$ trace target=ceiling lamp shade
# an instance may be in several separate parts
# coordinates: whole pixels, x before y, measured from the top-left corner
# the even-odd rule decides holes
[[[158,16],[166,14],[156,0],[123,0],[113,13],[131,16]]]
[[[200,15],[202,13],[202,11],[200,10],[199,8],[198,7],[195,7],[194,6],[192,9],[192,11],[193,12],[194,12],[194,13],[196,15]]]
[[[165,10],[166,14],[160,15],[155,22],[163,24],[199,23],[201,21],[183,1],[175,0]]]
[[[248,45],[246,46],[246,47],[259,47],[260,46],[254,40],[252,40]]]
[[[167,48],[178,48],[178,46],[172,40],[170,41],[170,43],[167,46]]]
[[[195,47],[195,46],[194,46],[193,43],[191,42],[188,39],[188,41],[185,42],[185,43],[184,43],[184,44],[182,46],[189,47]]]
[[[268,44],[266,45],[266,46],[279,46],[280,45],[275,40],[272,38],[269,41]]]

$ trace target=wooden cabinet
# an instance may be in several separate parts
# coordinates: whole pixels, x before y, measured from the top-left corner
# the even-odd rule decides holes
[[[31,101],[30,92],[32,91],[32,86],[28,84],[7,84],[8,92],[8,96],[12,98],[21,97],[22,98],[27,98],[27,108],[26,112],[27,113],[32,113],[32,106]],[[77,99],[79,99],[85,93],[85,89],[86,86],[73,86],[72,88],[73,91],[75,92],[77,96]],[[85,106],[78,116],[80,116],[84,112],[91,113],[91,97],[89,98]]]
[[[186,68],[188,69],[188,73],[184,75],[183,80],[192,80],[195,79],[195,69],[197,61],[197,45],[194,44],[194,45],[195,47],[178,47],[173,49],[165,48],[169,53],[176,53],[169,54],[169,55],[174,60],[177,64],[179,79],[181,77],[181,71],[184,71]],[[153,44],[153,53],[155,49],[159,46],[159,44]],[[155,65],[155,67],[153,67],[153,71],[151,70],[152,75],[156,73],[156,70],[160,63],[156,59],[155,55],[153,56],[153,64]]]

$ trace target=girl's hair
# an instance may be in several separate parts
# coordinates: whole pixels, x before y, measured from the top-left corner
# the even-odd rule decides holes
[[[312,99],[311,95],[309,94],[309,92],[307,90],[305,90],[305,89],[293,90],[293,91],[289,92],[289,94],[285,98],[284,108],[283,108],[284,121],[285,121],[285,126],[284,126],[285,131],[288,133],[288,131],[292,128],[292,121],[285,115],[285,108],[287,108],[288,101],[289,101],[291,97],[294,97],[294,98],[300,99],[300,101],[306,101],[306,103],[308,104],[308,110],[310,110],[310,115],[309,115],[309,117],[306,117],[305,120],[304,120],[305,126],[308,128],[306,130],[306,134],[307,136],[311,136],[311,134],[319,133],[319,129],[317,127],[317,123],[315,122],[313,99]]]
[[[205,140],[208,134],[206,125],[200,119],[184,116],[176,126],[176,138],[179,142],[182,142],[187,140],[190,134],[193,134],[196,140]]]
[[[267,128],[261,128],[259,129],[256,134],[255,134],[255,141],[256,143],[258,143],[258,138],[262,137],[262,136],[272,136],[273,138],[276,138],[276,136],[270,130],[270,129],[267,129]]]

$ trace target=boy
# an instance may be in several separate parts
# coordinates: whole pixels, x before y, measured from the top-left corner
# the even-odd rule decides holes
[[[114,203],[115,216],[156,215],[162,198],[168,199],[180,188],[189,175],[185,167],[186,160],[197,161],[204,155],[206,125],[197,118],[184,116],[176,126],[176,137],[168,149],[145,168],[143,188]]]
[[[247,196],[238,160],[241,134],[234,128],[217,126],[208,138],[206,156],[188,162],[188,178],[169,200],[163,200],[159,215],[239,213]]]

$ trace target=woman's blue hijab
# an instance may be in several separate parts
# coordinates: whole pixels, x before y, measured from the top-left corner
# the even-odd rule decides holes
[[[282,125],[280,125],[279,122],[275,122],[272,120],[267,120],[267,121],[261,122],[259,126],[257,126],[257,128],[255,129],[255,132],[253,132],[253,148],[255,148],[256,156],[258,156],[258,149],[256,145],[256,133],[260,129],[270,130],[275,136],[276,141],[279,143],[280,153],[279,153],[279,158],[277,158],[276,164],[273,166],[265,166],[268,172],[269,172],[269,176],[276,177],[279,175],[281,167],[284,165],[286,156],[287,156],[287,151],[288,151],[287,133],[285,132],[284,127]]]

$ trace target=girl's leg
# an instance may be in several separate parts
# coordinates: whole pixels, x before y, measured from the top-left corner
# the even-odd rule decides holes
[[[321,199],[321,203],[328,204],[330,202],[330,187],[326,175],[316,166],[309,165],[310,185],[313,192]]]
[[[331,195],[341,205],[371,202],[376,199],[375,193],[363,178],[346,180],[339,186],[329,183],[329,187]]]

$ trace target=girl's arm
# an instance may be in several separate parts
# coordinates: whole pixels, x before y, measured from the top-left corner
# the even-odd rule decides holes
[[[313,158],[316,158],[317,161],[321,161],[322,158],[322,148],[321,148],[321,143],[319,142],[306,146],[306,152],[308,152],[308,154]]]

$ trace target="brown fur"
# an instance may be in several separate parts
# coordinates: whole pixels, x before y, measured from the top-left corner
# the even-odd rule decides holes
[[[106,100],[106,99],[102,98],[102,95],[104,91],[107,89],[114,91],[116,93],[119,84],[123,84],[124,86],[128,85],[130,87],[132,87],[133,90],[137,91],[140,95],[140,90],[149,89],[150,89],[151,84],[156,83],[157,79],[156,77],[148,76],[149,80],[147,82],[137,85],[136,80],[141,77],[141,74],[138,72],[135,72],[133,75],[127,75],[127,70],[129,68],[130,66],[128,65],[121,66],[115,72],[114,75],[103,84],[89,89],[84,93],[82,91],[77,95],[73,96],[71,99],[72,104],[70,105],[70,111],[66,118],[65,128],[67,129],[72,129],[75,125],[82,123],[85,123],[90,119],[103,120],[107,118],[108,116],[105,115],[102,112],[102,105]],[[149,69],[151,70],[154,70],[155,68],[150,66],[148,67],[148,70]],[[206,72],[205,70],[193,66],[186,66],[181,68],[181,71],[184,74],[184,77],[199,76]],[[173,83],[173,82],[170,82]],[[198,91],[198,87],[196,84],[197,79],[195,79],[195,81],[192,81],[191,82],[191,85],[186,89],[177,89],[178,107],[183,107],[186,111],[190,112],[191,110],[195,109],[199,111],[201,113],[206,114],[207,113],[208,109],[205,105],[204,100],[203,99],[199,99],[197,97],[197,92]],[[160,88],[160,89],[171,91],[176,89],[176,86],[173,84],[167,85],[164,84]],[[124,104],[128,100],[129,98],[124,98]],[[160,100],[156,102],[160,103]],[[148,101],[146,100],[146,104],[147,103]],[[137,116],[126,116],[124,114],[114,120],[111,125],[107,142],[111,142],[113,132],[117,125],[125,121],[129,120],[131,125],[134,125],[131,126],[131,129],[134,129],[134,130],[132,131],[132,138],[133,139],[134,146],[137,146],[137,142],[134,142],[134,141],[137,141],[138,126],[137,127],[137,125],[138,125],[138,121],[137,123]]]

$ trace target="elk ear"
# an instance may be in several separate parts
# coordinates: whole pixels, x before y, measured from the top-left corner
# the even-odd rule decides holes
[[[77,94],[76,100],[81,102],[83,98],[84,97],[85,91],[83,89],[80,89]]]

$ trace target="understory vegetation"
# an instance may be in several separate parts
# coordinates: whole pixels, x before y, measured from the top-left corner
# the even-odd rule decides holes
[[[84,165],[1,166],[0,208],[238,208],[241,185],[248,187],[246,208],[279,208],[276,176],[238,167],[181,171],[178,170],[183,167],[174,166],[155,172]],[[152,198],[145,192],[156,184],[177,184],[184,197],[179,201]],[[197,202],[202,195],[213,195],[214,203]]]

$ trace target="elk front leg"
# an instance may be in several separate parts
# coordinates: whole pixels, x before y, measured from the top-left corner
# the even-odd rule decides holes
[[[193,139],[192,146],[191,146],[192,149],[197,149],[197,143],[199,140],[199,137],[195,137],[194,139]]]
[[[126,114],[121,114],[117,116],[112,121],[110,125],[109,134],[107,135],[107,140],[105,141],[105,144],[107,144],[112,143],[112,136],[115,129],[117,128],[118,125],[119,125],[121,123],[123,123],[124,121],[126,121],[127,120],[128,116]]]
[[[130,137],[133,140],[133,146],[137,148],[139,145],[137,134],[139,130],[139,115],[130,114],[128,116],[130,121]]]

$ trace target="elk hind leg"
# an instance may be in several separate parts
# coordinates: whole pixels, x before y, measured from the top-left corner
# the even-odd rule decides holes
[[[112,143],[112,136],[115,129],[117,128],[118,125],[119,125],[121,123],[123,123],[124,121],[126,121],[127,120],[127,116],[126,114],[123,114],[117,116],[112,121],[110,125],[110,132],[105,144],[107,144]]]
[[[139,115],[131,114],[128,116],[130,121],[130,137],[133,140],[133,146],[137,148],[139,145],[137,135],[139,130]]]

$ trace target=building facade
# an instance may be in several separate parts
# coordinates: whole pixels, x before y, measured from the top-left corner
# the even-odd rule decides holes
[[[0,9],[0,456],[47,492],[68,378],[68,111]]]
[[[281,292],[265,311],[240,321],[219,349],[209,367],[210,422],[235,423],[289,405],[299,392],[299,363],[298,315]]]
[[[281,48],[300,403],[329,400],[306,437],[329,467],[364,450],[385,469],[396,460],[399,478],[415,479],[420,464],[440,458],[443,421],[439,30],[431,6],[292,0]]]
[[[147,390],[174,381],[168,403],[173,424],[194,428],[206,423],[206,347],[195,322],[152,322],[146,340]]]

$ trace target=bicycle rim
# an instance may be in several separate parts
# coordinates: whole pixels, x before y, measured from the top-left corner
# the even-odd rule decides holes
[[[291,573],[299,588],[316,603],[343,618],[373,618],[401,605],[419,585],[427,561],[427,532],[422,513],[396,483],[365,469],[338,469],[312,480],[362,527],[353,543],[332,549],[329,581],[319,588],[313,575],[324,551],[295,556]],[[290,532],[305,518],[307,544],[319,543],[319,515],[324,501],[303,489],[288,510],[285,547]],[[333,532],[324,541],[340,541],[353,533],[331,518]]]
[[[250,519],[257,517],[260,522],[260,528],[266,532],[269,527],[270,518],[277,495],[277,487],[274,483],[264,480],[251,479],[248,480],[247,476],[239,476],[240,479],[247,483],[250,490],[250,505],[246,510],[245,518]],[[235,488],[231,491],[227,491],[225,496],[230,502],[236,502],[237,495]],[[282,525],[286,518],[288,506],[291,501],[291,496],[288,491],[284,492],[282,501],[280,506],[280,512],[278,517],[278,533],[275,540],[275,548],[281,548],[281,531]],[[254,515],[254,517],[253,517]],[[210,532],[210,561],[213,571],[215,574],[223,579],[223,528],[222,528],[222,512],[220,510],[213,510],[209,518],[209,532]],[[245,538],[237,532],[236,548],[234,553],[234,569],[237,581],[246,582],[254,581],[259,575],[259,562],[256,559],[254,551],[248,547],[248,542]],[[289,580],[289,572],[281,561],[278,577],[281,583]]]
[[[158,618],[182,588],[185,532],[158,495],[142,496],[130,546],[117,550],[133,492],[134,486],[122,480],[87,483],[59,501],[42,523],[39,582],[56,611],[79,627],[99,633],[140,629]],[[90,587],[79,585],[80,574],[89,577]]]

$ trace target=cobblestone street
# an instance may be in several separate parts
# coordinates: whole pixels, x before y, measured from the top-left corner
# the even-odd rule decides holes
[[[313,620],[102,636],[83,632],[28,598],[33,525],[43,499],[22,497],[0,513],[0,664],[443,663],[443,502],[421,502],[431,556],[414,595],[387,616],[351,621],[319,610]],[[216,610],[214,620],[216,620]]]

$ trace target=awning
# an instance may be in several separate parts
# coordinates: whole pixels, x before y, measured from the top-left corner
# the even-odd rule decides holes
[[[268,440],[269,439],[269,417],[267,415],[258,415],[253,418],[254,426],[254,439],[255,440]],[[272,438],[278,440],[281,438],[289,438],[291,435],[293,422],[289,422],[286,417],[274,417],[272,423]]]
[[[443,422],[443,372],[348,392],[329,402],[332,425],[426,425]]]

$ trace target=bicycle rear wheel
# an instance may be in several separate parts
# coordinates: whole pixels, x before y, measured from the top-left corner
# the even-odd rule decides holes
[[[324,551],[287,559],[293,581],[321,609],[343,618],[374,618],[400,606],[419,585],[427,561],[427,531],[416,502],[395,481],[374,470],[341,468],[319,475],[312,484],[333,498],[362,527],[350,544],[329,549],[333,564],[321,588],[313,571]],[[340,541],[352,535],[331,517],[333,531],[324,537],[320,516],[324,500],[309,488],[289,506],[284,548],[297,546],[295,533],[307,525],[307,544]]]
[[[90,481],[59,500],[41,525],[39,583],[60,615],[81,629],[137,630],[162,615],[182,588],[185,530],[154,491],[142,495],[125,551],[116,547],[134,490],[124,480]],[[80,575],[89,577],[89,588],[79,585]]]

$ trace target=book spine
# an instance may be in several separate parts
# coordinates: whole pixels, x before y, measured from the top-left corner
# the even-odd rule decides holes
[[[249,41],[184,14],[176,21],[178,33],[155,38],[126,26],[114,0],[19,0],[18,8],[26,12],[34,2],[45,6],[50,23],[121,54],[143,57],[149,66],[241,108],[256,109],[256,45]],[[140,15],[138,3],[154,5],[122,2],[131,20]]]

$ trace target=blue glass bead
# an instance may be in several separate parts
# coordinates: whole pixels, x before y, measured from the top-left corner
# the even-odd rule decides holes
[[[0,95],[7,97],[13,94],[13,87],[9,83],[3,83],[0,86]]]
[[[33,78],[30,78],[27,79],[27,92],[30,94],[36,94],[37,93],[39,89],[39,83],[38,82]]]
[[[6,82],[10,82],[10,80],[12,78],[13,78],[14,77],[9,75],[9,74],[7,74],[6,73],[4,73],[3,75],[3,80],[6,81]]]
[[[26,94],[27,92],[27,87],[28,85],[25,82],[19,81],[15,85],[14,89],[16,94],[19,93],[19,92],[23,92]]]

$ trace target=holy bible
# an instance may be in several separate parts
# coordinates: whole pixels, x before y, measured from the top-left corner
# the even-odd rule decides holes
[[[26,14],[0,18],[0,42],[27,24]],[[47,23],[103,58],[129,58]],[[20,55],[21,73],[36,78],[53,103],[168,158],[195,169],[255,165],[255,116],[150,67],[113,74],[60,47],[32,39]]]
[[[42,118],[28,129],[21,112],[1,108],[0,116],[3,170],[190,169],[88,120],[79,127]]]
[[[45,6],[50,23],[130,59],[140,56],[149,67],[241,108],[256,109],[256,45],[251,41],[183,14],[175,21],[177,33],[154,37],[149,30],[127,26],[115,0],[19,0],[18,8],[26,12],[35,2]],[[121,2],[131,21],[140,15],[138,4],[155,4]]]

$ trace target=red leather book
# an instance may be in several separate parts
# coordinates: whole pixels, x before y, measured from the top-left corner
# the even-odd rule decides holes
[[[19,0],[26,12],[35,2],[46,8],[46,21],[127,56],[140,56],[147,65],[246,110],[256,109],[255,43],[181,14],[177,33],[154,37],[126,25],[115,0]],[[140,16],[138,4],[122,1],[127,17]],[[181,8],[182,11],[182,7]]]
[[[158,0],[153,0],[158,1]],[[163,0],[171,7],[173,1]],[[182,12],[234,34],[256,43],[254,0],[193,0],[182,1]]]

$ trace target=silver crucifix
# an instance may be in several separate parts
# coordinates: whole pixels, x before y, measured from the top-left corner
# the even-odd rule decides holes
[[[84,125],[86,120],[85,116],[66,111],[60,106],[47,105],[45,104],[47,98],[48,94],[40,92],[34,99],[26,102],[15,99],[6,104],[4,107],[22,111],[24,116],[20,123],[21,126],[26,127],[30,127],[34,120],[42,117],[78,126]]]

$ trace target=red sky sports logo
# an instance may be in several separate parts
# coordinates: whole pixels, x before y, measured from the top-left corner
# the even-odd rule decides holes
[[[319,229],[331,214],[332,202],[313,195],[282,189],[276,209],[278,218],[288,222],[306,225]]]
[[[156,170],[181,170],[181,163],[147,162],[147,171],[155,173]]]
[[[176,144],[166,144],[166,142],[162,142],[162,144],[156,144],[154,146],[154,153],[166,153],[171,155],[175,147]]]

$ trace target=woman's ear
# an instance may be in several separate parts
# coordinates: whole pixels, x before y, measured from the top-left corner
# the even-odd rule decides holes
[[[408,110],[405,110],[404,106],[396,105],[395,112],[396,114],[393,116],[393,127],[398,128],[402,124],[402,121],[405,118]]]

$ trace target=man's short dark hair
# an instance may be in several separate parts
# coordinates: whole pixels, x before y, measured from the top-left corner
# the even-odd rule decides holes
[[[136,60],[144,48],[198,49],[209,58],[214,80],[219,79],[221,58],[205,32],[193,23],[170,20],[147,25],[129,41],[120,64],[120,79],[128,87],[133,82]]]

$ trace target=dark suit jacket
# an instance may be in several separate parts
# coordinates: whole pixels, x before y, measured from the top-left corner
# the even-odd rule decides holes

▬▬▬

§ **Set exercise**
Please reproduce the entries word for word, beginning with their first line and stopping after the line that contains "[[[158,16],[166,14],[156,0],[123,0],[113,13],[131,16]]]".

§ **Answer for the task**
$ trace target=ceiling lamp shade
# an instance may be in several separate parts
# coordinates: whole pixels, x before y, measured from the top-left corner
# the even-odd rule decides holes
[[[158,16],[166,14],[156,0],[123,0],[113,13],[131,16]]]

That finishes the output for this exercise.